*** DATA PROVIDED Section Begins ***

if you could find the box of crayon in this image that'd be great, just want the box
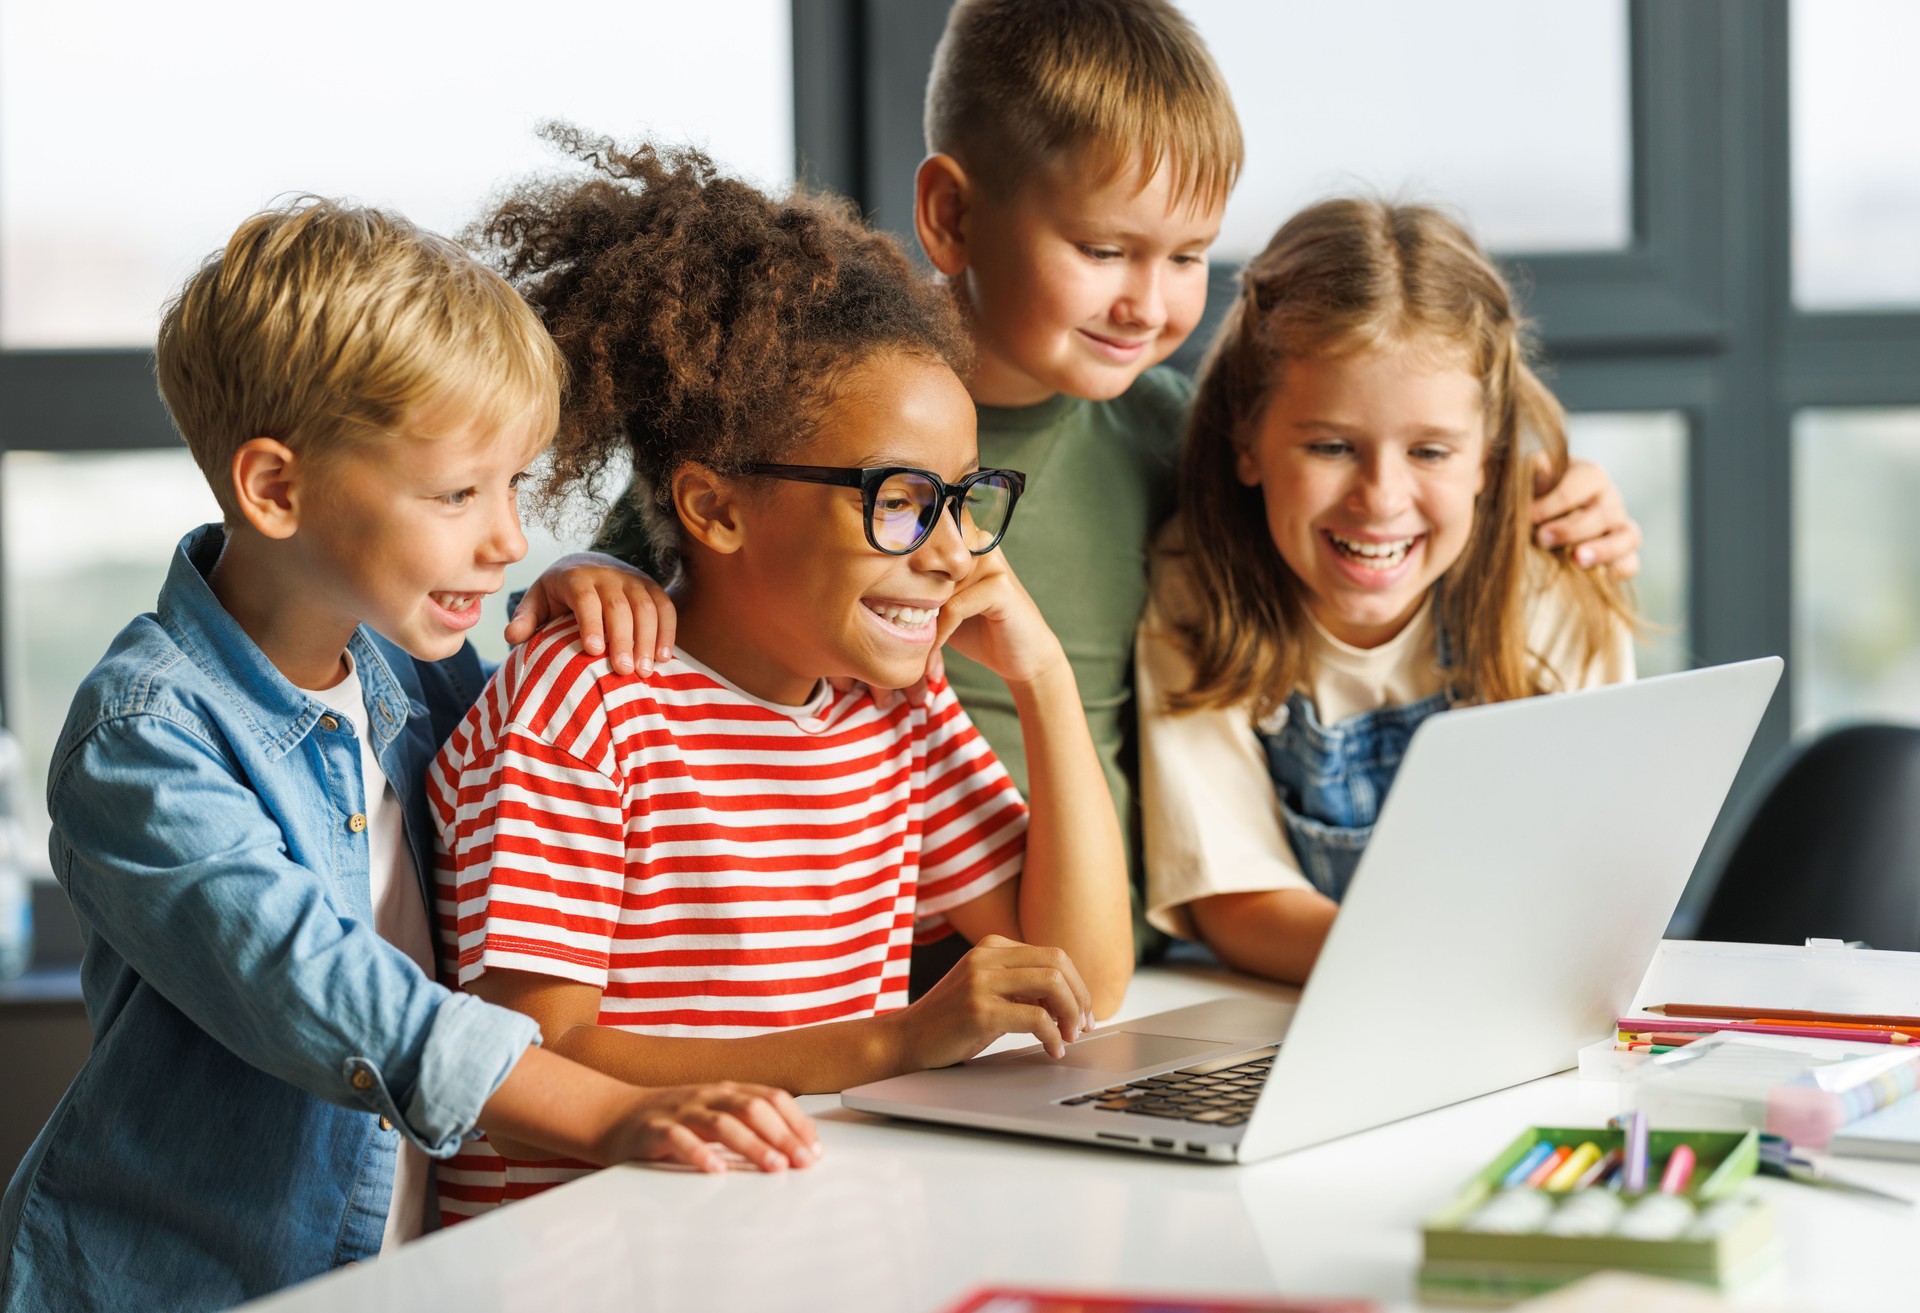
[1418,1125,1778,1306]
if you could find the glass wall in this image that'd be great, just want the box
[1565,412,1690,678]
[1793,409,1920,731]
[1178,0,1631,260]
[0,0,794,346]
[1791,0,1920,310]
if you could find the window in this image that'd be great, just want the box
[1178,0,1631,260]
[0,0,794,346]
[1565,412,1689,677]
[1792,408,1920,731]
[1790,0,1920,310]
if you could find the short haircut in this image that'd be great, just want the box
[924,0,1243,208]
[156,197,564,514]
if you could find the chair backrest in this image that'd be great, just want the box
[1694,723,1920,951]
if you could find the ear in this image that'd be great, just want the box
[914,153,973,278]
[1232,439,1263,488]
[229,438,303,540]
[671,463,747,555]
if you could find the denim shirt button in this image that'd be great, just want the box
[348,813,368,833]
[379,1116,393,1132]
[351,1069,374,1091]
[318,714,339,732]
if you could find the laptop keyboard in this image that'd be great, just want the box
[1057,1044,1279,1126]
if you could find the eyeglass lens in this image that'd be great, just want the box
[871,471,1016,554]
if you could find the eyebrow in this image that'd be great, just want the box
[857,454,983,476]
[1291,421,1472,440]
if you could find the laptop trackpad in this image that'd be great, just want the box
[1002,1030,1221,1073]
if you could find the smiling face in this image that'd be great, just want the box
[956,156,1223,408]
[1236,340,1489,649]
[293,405,544,665]
[672,351,985,705]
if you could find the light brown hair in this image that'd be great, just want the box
[156,197,563,515]
[1171,198,1637,719]
[924,0,1243,208]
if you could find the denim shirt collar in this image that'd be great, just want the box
[159,524,415,762]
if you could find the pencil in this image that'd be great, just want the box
[1618,1017,1912,1045]
[1651,1003,1920,1030]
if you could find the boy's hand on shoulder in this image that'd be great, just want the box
[607,1081,821,1174]
[893,933,1094,1069]
[1530,453,1642,577]
[508,551,677,675]
[934,551,1065,690]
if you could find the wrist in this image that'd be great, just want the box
[1005,651,1075,706]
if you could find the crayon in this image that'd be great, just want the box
[1524,1144,1572,1189]
[1574,1146,1623,1190]
[1500,1141,1557,1189]
[1661,1143,1697,1195]
[1544,1142,1602,1192]
[1611,1110,1649,1193]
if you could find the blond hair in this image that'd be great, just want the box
[924,0,1243,208]
[1171,198,1637,719]
[155,197,563,514]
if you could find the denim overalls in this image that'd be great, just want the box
[1258,626,1456,902]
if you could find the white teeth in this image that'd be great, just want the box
[864,601,938,630]
[436,593,477,612]
[1328,533,1416,568]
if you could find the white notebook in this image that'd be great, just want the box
[1829,1094,1920,1162]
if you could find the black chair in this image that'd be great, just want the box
[1693,723,1920,951]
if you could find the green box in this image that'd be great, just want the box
[1418,1126,1779,1306]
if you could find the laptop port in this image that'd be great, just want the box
[1096,1132,1139,1144]
[1151,1137,1175,1150]
[1186,1143,1209,1155]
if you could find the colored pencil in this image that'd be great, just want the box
[1618,1017,1912,1045]
[1618,1032,1709,1046]
[1651,1003,1920,1030]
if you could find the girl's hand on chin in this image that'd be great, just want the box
[934,551,1066,690]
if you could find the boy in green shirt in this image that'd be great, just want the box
[600,0,1640,964]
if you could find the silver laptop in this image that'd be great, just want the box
[844,657,1783,1163]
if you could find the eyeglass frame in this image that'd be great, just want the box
[742,462,1028,557]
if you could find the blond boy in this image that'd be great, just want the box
[0,200,814,1313]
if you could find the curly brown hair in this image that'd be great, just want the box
[473,126,970,565]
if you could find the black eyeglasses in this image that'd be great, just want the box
[744,463,1027,556]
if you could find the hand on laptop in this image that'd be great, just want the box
[894,934,1094,1067]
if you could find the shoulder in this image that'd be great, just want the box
[1520,553,1637,690]
[52,615,235,784]
[1098,366,1192,460]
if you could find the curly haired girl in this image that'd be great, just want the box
[427,130,1133,1219]
[1139,199,1639,984]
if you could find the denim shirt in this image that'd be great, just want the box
[0,525,541,1313]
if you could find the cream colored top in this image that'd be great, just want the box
[1137,532,1636,941]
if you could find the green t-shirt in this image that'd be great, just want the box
[590,366,1192,960]
[947,367,1189,958]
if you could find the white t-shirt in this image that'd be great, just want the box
[1136,528,1636,941]
[301,654,435,1252]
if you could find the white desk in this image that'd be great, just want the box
[249,966,1920,1312]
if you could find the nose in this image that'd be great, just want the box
[1111,260,1167,333]
[1349,451,1413,520]
[908,497,974,581]
[484,489,530,566]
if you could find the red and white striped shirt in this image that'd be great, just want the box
[428,618,1026,1218]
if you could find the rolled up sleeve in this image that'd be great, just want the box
[52,714,538,1158]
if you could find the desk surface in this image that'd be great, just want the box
[249,966,1920,1313]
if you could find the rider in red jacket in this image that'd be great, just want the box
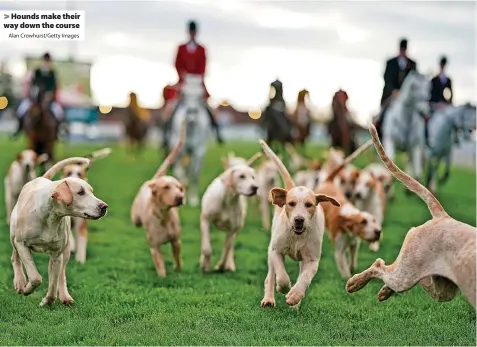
[162,20,223,149]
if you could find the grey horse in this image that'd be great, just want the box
[169,74,211,207]
[381,71,431,183]
[426,103,476,193]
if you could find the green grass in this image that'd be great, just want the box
[0,138,475,346]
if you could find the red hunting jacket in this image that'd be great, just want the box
[165,42,210,101]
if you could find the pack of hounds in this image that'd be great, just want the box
[4,123,476,309]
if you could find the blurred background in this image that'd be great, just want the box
[0,1,475,164]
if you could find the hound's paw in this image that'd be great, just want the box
[40,295,56,307]
[276,277,291,294]
[60,295,75,306]
[260,297,276,308]
[13,275,27,294]
[369,241,380,252]
[377,285,395,301]
[174,260,183,272]
[345,275,364,293]
[200,254,211,273]
[286,288,305,306]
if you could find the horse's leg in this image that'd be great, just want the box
[411,143,423,181]
[383,136,396,161]
[189,147,206,208]
[439,153,452,184]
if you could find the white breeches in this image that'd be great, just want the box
[17,99,64,121]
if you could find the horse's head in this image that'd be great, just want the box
[456,103,477,141]
[181,74,204,100]
[400,71,431,118]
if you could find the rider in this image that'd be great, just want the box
[162,20,223,147]
[429,55,453,112]
[376,38,418,137]
[14,52,64,137]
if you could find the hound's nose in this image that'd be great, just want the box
[98,202,108,216]
[345,191,352,199]
[374,229,381,239]
[355,192,362,200]
[294,216,305,226]
[25,164,31,171]
[251,185,258,193]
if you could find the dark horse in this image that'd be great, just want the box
[23,85,57,173]
[260,79,293,155]
[328,89,359,156]
[290,89,312,149]
[123,92,149,156]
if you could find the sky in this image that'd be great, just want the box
[0,0,475,124]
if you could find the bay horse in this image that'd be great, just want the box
[123,92,149,155]
[328,89,357,156]
[260,80,293,155]
[290,89,312,148]
[23,85,57,173]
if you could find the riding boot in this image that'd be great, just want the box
[12,116,25,138]
[205,104,224,145]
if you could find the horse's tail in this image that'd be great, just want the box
[154,119,186,178]
[369,124,447,219]
[325,139,373,182]
[43,157,90,180]
[259,139,294,190]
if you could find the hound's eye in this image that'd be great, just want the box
[288,202,296,207]
[164,185,170,190]
[360,219,367,225]
[78,188,85,196]
[239,174,246,179]
[304,202,313,208]
[341,179,345,184]
[67,172,73,177]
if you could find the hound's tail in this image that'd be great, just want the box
[325,140,373,182]
[153,119,186,178]
[246,152,263,166]
[43,157,91,180]
[259,139,294,190]
[86,147,112,162]
[369,124,447,219]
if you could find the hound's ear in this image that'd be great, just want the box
[52,181,73,205]
[16,152,23,161]
[269,188,288,207]
[148,181,159,196]
[221,156,229,169]
[220,169,235,189]
[315,194,340,207]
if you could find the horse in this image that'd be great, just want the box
[380,71,430,186]
[168,74,211,207]
[328,89,358,156]
[290,89,312,148]
[425,103,476,193]
[123,92,149,156]
[23,85,57,172]
[259,80,293,155]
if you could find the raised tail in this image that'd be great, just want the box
[325,139,373,182]
[154,120,186,178]
[369,124,447,219]
[86,147,112,162]
[246,152,263,166]
[259,139,294,190]
[43,157,91,180]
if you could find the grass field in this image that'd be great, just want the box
[0,138,475,346]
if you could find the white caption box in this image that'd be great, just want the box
[0,10,85,41]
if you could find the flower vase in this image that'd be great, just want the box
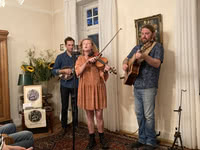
[40,81,48,94]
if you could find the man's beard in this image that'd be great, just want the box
[141,38,149,44]
[141,37,153,44]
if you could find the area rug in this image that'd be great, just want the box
[34,125,170,150]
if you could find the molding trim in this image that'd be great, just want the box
[6,1,52,15]
[5,1,64,16]
[53,9,63,15]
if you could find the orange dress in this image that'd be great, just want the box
[75,55,108,110]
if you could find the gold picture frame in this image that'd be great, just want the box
[24,85,42,108]
[135,14,163,45]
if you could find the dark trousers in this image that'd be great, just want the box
[60,86,78,128]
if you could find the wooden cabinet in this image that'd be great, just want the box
[0,30,11,122]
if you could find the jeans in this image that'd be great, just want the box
[134,88,157,146]
[0,123,34,148]
[60,86,78,128]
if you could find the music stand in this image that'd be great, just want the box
[170,89,186,150]
[71,45,80,150]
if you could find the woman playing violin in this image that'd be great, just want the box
[75,38,110,150]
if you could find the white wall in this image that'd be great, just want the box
[51,0,65,116]
[0,0,53,125]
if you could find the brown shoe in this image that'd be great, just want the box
[131,141,144,148]
[85,133,96,150]
[61,128,67,137]
[142,145,156,150]
[99,132,109,149]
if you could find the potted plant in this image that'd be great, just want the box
[21,48,55,94]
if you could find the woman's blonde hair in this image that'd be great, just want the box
[80,38,99,55]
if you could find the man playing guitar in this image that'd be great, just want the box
[122,24,164,150]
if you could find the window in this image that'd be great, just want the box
[88,33,99,48]
[87,7,98,27]
[77,0,99,49]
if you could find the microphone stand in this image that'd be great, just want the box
[71,45,80,150]
[170,89,186,150]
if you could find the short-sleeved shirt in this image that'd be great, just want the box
[127,42,164,89]
[52,51,79,88]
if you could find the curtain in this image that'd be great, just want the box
[175,0,200,149]
[64,0,78,44]
[198,0,200,89]
[63,0,78,121]
[98,0,120,131]
[63,0,120,131]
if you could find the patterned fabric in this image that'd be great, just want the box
[127,42,164,89]
[75,55,107,110]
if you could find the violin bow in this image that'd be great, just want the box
[98,28,122,56]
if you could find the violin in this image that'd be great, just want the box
[89,51,117,74]
[88,28,122,75]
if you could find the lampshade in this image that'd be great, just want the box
[18,74,33,86]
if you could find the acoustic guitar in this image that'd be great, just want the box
[122,41,156,86]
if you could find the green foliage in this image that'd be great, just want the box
[21,48,55,82]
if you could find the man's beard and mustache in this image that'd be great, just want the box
[141,36,154,44]
[141,38,148,44]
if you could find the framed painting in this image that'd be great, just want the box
[24,108,46,128]
[135,14,163,45]
[24,85,42,108]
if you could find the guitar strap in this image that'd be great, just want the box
[128,41,157,66]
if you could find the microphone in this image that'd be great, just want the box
[72,45,81,56]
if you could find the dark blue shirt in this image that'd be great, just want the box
[52,51,78,88]
[127,42,164,89]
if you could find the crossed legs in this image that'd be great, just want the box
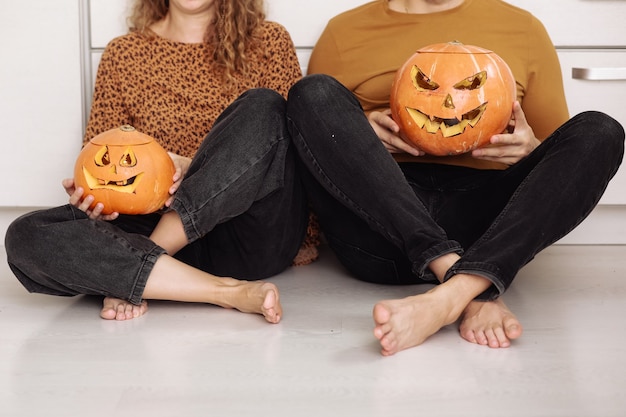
[96,89,305,323]
[286,75,534,354]
[100,211,283,323]
[372,252,522,356]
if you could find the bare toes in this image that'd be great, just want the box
[459,299,522,347]
[100,308,117,320]
[493,327,511,348]
[373,303,392,325]
[475,330,489,346]
[485,328,502,348]
[505,322,523,340]
[101,297,147,321]
[379,336,398,356]
[460,328,478,344]
[261,285,282,324]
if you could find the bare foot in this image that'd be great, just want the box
[223,281,283,324]
[458,298,522,348]
[141,255,283,323]
[372,286,463,356]
[100,297,148,321]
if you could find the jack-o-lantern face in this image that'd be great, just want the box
[390,42,516,156]
[74,125,175,215]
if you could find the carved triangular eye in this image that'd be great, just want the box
[94,146,110,167]
[411,65,439,91]
[454,71,487,90]
[119,147,137,167]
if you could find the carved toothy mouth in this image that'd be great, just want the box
[405,102,487,137]
[81,166,143,194]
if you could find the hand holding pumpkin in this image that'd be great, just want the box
[368,109,424,156]
[63,177,120,221]
[163,152,191,207]
[471,101,540,166]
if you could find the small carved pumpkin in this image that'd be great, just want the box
[73,125,175,215]
[390,41,516,156]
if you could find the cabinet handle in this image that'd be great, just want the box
[572,67,626,81]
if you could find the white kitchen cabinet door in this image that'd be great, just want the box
[505,0,626,47]
[89,0,130,48]
[0,0,84,206]
[505,0,626,203]
[265,0,366,47]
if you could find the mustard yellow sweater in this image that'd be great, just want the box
[308,0,569,169]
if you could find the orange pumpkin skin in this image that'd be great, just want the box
[73,125,175,215]
[390,42,516,156]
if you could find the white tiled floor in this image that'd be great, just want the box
[1,244,625,417]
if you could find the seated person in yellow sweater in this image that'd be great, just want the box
[285,0,624,354]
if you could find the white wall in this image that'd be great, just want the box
[0,0,84,207]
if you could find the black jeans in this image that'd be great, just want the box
[5,88,308,304]
[286,74,624,300]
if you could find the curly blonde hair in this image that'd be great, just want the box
[128,0,267,85]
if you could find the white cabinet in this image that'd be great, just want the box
[265,0,365,47]
[89,0,130,47]
[505,0,626,47]
[0,0,84,206]
[506,0,626,204]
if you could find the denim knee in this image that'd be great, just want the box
[591,111,624,160]
[5,210,72,295]
[5,209,52,265]
[289,74,359,110]
[569,111,624,156]
[239,87,287,121]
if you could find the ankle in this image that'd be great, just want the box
[429,252,461,283]
[431,273,492,322]
[446,273,492,298]
[424,284,465,326]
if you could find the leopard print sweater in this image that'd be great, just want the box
[85,21,319,265]
[86,21,299,156]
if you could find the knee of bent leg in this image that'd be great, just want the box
[288,74,346,107]
[577,111,625,155]
[4,208,70,264]
[604,112,625,156]
[5,212,43,261]
[240,87,286,116]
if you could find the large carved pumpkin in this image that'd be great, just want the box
[390,41,516,156]
[74,125,175,215]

*** DATA PROVIDED Section Ends ***

EXERCISE DETAILS: The lines to output run from the one containing "if you could find the large" through the last line of the records above; repeat them exactly and nothing more.

RESULT FOR THIS EXERCISE:
if you could find the large carved pumpkin in this image that'd be great, just want the box
[390,41,516,156]
[74,125,175,215]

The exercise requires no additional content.